══ Records for this exercise ══

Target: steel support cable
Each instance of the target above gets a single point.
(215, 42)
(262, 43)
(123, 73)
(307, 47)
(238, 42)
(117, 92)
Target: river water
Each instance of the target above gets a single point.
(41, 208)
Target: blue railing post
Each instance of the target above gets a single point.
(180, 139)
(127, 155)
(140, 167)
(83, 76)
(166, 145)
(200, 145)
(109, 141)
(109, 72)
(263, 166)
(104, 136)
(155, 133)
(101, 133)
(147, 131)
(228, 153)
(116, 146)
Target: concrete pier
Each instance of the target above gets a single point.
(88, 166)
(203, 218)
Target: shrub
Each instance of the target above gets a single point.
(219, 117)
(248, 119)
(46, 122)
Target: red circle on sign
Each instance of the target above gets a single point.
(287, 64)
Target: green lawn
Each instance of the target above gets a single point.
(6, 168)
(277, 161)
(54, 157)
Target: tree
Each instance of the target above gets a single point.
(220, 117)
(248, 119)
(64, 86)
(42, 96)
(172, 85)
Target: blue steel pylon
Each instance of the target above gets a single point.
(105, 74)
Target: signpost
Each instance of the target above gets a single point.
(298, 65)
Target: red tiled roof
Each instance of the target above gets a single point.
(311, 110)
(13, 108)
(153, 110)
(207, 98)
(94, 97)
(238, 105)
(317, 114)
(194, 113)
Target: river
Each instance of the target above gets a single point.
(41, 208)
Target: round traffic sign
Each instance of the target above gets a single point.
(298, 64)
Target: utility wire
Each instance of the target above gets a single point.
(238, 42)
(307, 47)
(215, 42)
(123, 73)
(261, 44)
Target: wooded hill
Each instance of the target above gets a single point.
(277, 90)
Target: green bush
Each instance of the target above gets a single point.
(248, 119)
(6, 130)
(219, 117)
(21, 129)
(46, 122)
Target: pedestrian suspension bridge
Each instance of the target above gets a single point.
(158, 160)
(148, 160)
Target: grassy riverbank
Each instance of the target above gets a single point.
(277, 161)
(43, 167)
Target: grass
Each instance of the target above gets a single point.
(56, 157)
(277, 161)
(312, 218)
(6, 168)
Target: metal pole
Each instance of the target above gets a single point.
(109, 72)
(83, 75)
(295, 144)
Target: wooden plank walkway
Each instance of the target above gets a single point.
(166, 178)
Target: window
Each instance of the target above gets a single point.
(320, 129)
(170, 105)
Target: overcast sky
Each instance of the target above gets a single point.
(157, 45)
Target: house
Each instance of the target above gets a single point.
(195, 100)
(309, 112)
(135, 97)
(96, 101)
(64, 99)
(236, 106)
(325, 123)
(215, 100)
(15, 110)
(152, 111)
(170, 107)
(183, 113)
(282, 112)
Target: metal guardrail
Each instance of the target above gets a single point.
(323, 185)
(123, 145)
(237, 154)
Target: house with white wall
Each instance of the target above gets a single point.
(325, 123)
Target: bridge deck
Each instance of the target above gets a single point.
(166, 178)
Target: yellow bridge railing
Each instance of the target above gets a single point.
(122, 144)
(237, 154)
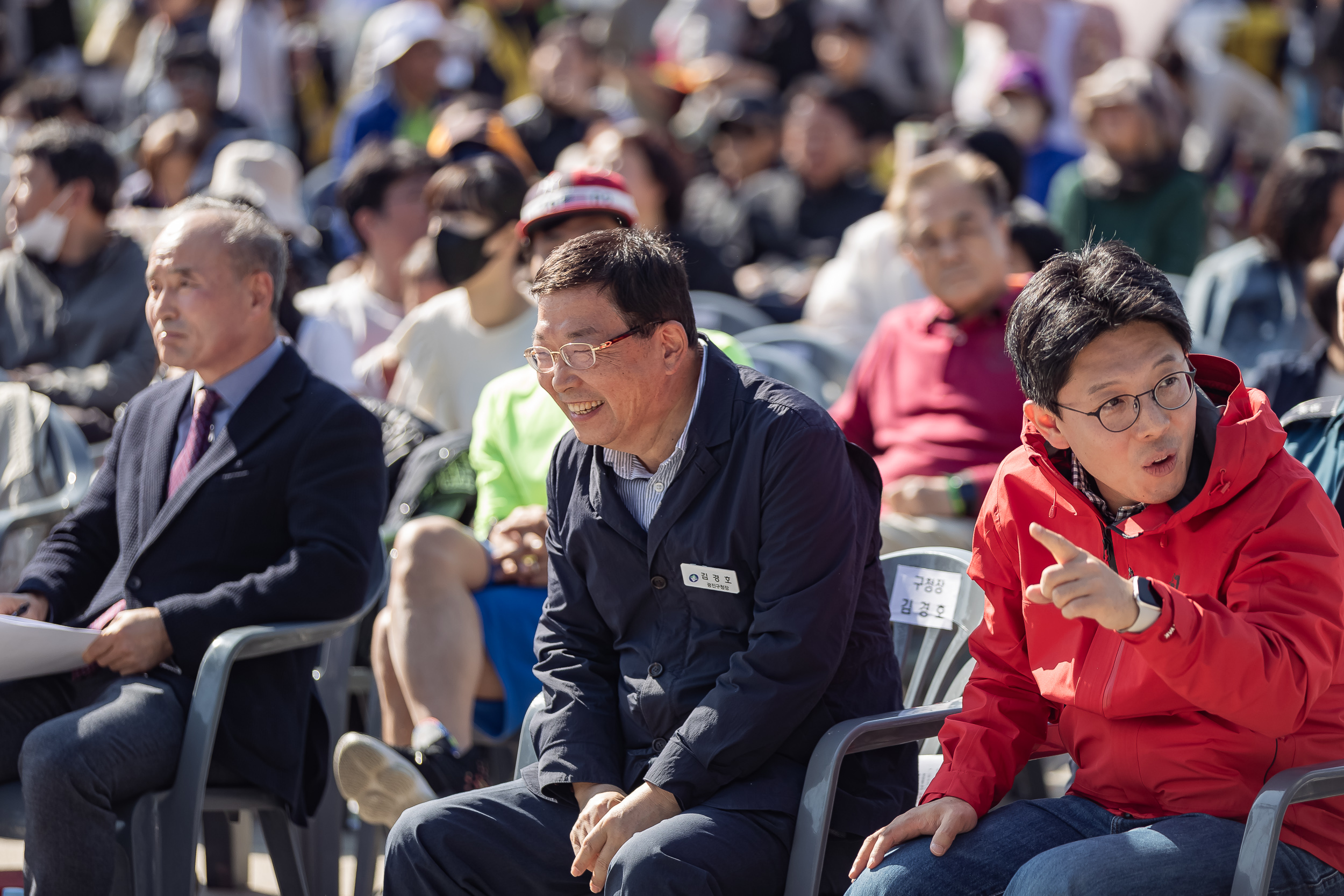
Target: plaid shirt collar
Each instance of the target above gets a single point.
(1085, 483)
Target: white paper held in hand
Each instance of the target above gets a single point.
(925, 597)
(30, 648)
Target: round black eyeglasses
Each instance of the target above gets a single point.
(1120, 413)
(580, 356)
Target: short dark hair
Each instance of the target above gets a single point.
(664, 170)
(73, 152)
(373, 170)
(1038, 241)
(1074, 299)
(1293, 202)
(192, 53)
(42, 98)
(863, 108)
(638, 269)
(1321, 284)
(487, 184)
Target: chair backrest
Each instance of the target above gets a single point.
(726, 313)
(934, 607)
(23, 527)
(780, 363)
(831, 359)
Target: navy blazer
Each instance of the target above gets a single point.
(721, 698)
(276, 523)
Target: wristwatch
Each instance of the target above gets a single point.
(1149, 605)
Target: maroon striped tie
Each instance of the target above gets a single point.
(198, 439)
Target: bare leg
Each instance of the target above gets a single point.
(434, 629)
(397, 718)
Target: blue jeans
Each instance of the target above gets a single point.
(1073, 845)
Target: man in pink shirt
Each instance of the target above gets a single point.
(934, 398)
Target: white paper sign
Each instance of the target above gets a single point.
(925, 597)
(30, 648)
(710, 578)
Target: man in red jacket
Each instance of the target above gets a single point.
(1164, 601)
(933, 398)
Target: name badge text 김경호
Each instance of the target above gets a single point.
(925, 597)
(711, 578)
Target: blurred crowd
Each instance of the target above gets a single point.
(414, 155)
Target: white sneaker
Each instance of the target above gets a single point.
(382, 782)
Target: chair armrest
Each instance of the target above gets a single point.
(1260, 843)
(181, 809)
(819, 787)
(73, 464)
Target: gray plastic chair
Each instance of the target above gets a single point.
(931, 673)
(791, 369)
(74, 470)
(937, 664)
(832, 359)
(1260, 843)
(726, 313)
(159, 830)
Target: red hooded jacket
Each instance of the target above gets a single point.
(1240, 679)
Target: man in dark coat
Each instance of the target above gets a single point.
(246, 492)
(716, 606)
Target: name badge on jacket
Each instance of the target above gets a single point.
(698, 577)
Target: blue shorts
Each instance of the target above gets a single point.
(510, 614)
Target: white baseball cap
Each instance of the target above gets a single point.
(268, 176)
(399, 26)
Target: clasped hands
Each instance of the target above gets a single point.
(1081, 586)
(608, 819)
(518, 544)
(135, 641)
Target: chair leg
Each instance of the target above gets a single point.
(366, 859)
(284, 854)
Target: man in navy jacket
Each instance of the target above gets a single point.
(246, 492)
(716, 605)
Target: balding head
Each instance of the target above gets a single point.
(216, 276)
(248, 235)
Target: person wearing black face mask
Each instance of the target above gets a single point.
(447, 350)
(460, 253)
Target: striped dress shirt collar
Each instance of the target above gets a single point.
(641, 491)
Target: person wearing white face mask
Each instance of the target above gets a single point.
(73, 291)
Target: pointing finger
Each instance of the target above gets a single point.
(1062, 548)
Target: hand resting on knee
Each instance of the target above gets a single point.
(608, 819)
(944, 819)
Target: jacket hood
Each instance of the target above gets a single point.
(1246, 437)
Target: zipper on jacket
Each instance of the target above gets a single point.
(1114, 666)
(1109, 546)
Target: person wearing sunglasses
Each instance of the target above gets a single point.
(1163, 602)
(716, 605)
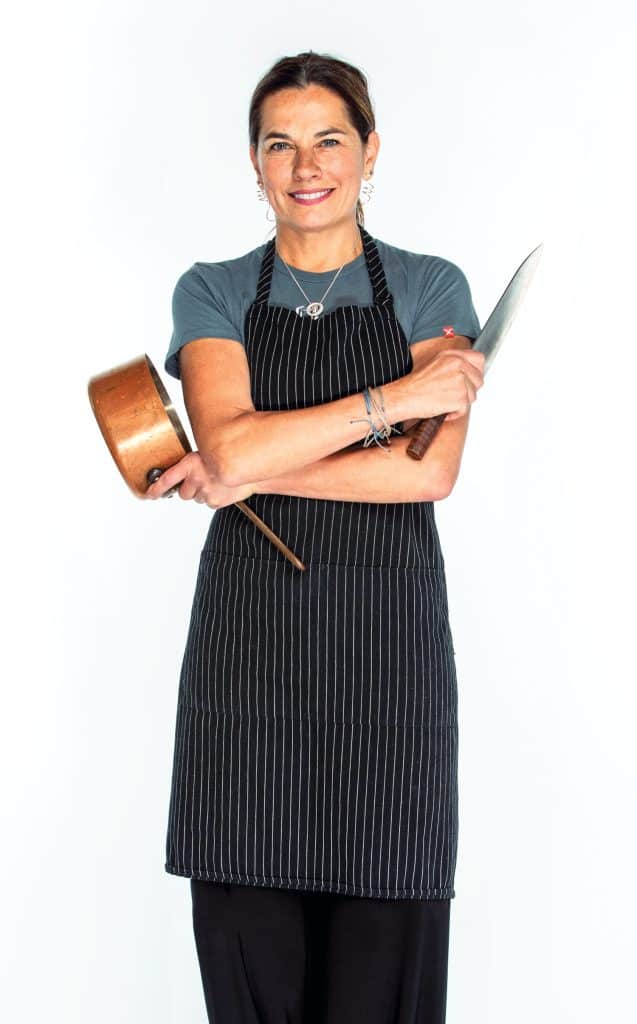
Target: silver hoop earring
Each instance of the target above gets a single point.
(366, 192)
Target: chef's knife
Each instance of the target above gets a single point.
(489, 341)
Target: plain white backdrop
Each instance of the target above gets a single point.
(126, 160)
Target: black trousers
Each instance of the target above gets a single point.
(281, 956)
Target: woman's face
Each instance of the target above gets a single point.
(308, 145)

═══

_Goal of the exercise_.
Send back every record exactly as it stands, except the pictures.

_Expected answer_.
Target: steel support cable
Each instance of the target above gets a single point.
(215, 42)
(262, 43)
(123, 73)
(307, 47)
(238, 42)
(117, 92)
Target: river water
Each instance of the target above gets a single point.
(41, 208)
Target: blue railing post
Each instance of the target above gets a single point.
(180, 139)
(127, 155)
(140, 167)
(83, 76)
(166, 145)
(200, 145)
(109, 141)
(109, 72)
(263, 166)
(104, 136)
(155, 133)
(101, 133)
(147, 131)
(228, 153)
(116, 146)
Target: concrete pier
Each instance of the target above gets a single point.
(88, 166)
(203, 218)
Target: shrub
Each instance of the target above gets a single point.
(219, 117)
(248, 119)
(46, 122)
Target: red circle on sign
Each instance of the target above gets a single point.
(287, 64)
Target: green lawn
Each instance of the target above gets a single point.
(6, 168)
(277, 161)
(54, 157)
Target: tree
Each instance of the target above gets a single point.
(220, 117)
(248, 119)
(64, 86)
(42, 96)
(172, 85)
Target: blue steel pylon
Each instance of the target above gets a single point.
(105, 74)
Target: signpost
Each instance of the target above gets a single point.
(298, 65)
Target: red tiled roof
Each instance of the target above gets a single point.
(311, 110)
(13, 108)
(153, 110)
(207, 98)
(94, 97)
(238, 105)
(317, 114)
(194, 113)
Target: river
Each instance of the target above gets a single point.
(41, 208)
Target: round traffic sign
Each instance of the target above gets a single point.
(298, 64)
Target: utility wire
Each instance of the target above gets a single point.
(238, 42)
(307, 47)
(215, 42)
(123, 73)
(261, 44)
Target: wooded hill
Each instance of the target above gets a single point.
(277, 90)
Target: green bush
Each instance of the target above gets a single point.
(248, 119)
(6, 130)
(219, 117)
(21, 129)
(46, 122)
Target: pedestrian suspension bridge
Each instance of the target above gets a single point.
(158, 160)
(148, 160)
Target: grassy riverbank
Each instance of the target above gets a single point.
(277, 161)
(43, 167)
Target: grass
Each instance of the target above gets a single point.
(56, 157)
(277, 161)
(312, 218)
(6, 168)
Target: metal pole
Each instance of the target above gets a single point.
(109, 72)
(83, 75)
(295, 144)
Target: wooden plank walkway
Each instance of the target above gets a single point.
(166, 178)
Target: window
Each instance of the target above gets a single point.
(320, 129)
(170, 105)
Target: overcast sky
Each instance of the target above gets a single point.
(157, 45)
Target: house
Each instance of the target above gets a single point.
(195, 100)
(309, 112)
(135, 97)
(96, 101)
(64, 99)
(236, 106)
(325, 123)
(215, 100)
(15, 110)
(152, 111)
(170, 107)
(183, 113)
(282, 112)
Target: metal guardrail
Each instance of the target above gets a single point.
(323, 185)
(123, 145)
(237, 154)
Target: house with white wall
Each instance of the target above gets a single point.
(325, 123)
Target: bridge deck
Each instance of the target above gets a single point.
(166, 178)
Target: yellow bridge railing
Each instance of the target above gets a single point.
(122, 144)
(237, 154)
Target: plaid shirt collar
Each instance of the target above gets a single point.
(1085, 483)
Target: white paper held in hand
Each instance of the target above gets a single point.
(925, 597)
(30, 648)
Target: round black eyeglasses
Each instance of the target above gets a single point.
(1120, 413)
(580, 356)
Target: short dark hair
Each instance of the target above gets a single point.
(664, 170)
(73, 152)
(373, 170)
(1038, 241)
(1074, 299)
(1293, 202)
(192, 53)
(42, 98)
(863, 108)
(638, 269)
(1321, 284)
(487, 184)
Target: chair backrest
Each instance of the target above gets a single point.
(726, 313)
(934, 607)
(23, 527)
(780, 363)
(831, 359)
Target: navy blazer
Each instance of the target above gets a single point.
(721, 698)
(276, 523)
Target: wristwatch
Each instance of the target above gets a single point.
(1149, 605)
Target: maroon striped tie
Each instance of the target above gets a single point.
(198, 439)
Target: bare leg
Each instance of the target above gets a single point.
(434, 629)
(397, 718)
Target: blue jeans
Each instance of the target above gets a single point.
(1073, 845)
Target: man in pink shirt
Each instance of the target above gets a single point.
(934, 398)
Target: white paper sign
Each instance of the target above gets a single point.
(925, 597)
(30, 648)
(710, 578)
Target: man in red jacket
Each instance of the target above gets a single point.
(1164, 601)
(933, 398)
Target: name badge text 김경호
Each instance of the target above gets a single point.
(925, 597)
(711, 578)
Target: blurred crowd
Each instance of the target above gets a single point.
(414, 155)
Target: white sneaker
Each instance of the target above gets a single point.
(382, 782)
Target: chair armrest
Each instance of the target above gets a single point.
(1260, 843)
(181, 809)
(819, 787)
(73, 464)
Target: gray plastic chair
Each instance of the target above gets a single point.
(931, 673)
(791, 369)
(74, 470)
(937, 664)
(832, 359)
(1260, 843)
(726, 313)
(159, 830)
Target: red hooded jacket
Each instance of the target above gets a single point.
(1240, 679)
Target: man in dark coat
Each instance of the target above gets a single point.
(246, 492)
(716, 606)
Target: name badge on jacket
Each instance of the target above gets a single point.
(698, 577)
Target: blue shorts
Each instance of the target above gets a single point.
(510, 614)
Target: white baseball cap
Each instance of the target above gets a single point.
(268, 176)
(399, 26)
Target: clasped hands
Each instance of the target above gets a single point.
(1081, 586)
(608, 819)
(518, 544)
(135, 641)
Target: chair leg
Each instance of the target above gets a single point.
(366, 859)
(284, 854)
Target: man in navy jacket
Each instance of the target above gets a single point.
(246, 492)
(716, 605)
Target: balding head
Each instance of the target above gets a single point.
(216, 276)
(248, 235)
Target: person wearing black face mask
Each instance of the target above gets a single point.
(447, 350)
(460, 253)
Target: striped dress shirt collar
Each instance of the target above gets a single point.
(641, 491)
Target: person wearing white face mask
Each instance of the target above gets a single point.
(73, 291)
Target: pointing finger
Each instance of the target above gets a single point.
(1062, 548)
Target: hand resting on knee
Each instance of the target above gets a single point.
(608, 819)
(944, 819)
Target: jacket hood
Each instance of the target above gets a single point.
(1246, 437)
Target: zipper on jacket
Each instance of the target above gets a single point.
(1114, 666)
(1109, 546)
Target: person wearing sunglasses
Each instance of the target above gets a single point.
(1163, 602)
(716, 605)
Target: silver hoop earring
Each instance of the target above gets a single point.
(366, 192)
Target: chef's knife
Each instance of the target above gets a single point.
(489, 341)
Target: plain white backdrop
Each instance of the target above gets a single point.
(126, 160)
Target: black trousers
Each instance of the target above gets a single point.
(281, 956)
Target: woman's face
Each instance of the target above gets a single point.
(308, 145)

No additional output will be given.